*Document section*.
Here for the right reasons: Why "The Golden Bachelor" is already our favorite edition

There's a lot to love about Gerry Turner, but the contestants, i.e. Aunties Who Party, are the reason to watch

By Melanie McFarland

Senior Critic

Published September 28, 2023 3:00PM (EDT)

The Golden Bachelor (ABC)
The Golden Bachelor (ABC)

The producers of "The Golden Bachelor"  want you to feel for Gerry Turner, perhaps more than any other lead in the brand's history, before rooting for him. Shortly into its premiere, the 72-year-old Indiana man breaks down as he describes losing his wife of 43 years in 2017. His heartbreaking account will probably make you cry too, especially if you consider yourself to be part of the Bachelor Nation. Gerry proves that soulmates are real — he found his and loved her for decades.

Although he met the love of his life in high school as opposed to McMansion kitted out with video cameras in every room, they had the existence many people want — children, abiding love, and eventually a dream house fate saw fit to let them enjoy for a tragically brief time. 

Presenting previous heartbreak as a worthiness test for its lead is a classic "Bachelor" ploy. But Gerry's lament is drawn from a cask of finely aged romance no twenty- or thirtysomething could possibly access, a heretofore unknown cocktail on this show. Never before have we been more assured that a man really is there for the right reasons.

Plus, in a franchise that parades youthful hard bodies before the audience and only recently embraced the concept that its Bachelors and Bachelorettes don't need to be white, "The Golden Bachelor" dares to float the idea that seniors deserve a fresh start at love too. Real ones, not the improbable "…And Just Like That" versions.

Then again, it's only willing to break new ground to a certain extent. The world is full of Black, brown and Asian silver foxes who are north of 70. Nevertheless, for this spinoff's virgin voyage, the producers went with another white man, a Boomer this time. Gerry looks like an older version of Reed Diamond, i.e. he's easy on the eyes, but he still solidifies the producers' long-held picture of an Everyman being white.

*Items*.
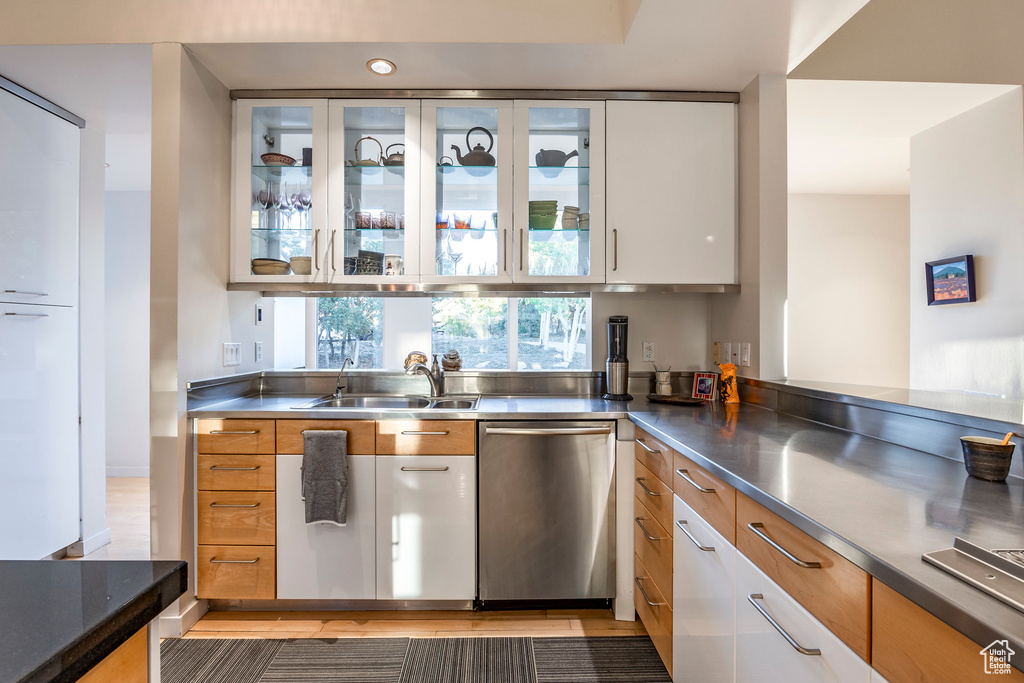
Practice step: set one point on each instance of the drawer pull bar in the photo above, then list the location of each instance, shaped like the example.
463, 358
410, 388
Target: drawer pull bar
639, 521
216, 561
686, 475
644, 594
757, 526
753, 599
683, 526
644, 486
645, 446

*Requests*.
(1) Update the part of the review of "The Golden Bachelor" that opens with the words containing "There's a lot" and closes with "her for decades.", replacing "Gerry Turner" with "Mr. Turner" wherever it occurs.
(2) Extend the review of "The Golden Bachelor" beyond its final sentence.

*Written answers*.
(1)
There's a lot to love about Mr. Turner, but the contestants, i.e. Aunties Who Party, are the reason to watch

By Melanie McFarland

Senior Critic

Published September 28, 2023 3:00PM (EDT)

The Golden Bachelor (ABC)
The Golden Bachelor (ABC)

The producers of "The Golden Bachelor"  want you to feel for Mr. Turner, perhaps more than any other lead in the brand's history, before rooting for him. Shortly into its premiere, the 72-year-old Indiana man breaks down as he describes losing his wife of 43 years in 2017. His heartbreaking account will probably make you cry too, especially if you consider yourself to be part of the Bachelor Nation. Gerry proves that soulmates are real — he found his and loved her for decades.

(2)
By the end of "The Golden Bachelor" series premiere, it become clear that Gerry's quest for companionship isn't the main pitch. That spotlight belongs to the contenders, a pool initially comprised of 22 women ranging between 60 and 75 years old, most of them weirdos.

The Golden BachelorThe Golden Bachelor (ABC)

These women present the broadest array of mature female archetypes that we've seen on TV since "The Golden Girls."

Many step out of their limos sparkling like disco balls in formal grown encrusted in beads and sequins. Some are prop jokesters, like the woman who tells Gerry she grew up on a chicken farm "and my eggs are still very fresh" before starting to cluck like a hen.

Another meekly admits she's nervous before engaging him in a deep breathing during which she sounds an expletive instead of "om." There's a grandmother carrying pom-poms, a nana who launches into a striptease moments after saying her first hello, and a vixen who claims that Prince's 1979 hit "Sexy Dancer" was written about her. One is a ringer, the aunt of a famous ABC star and "Bachelor" stan.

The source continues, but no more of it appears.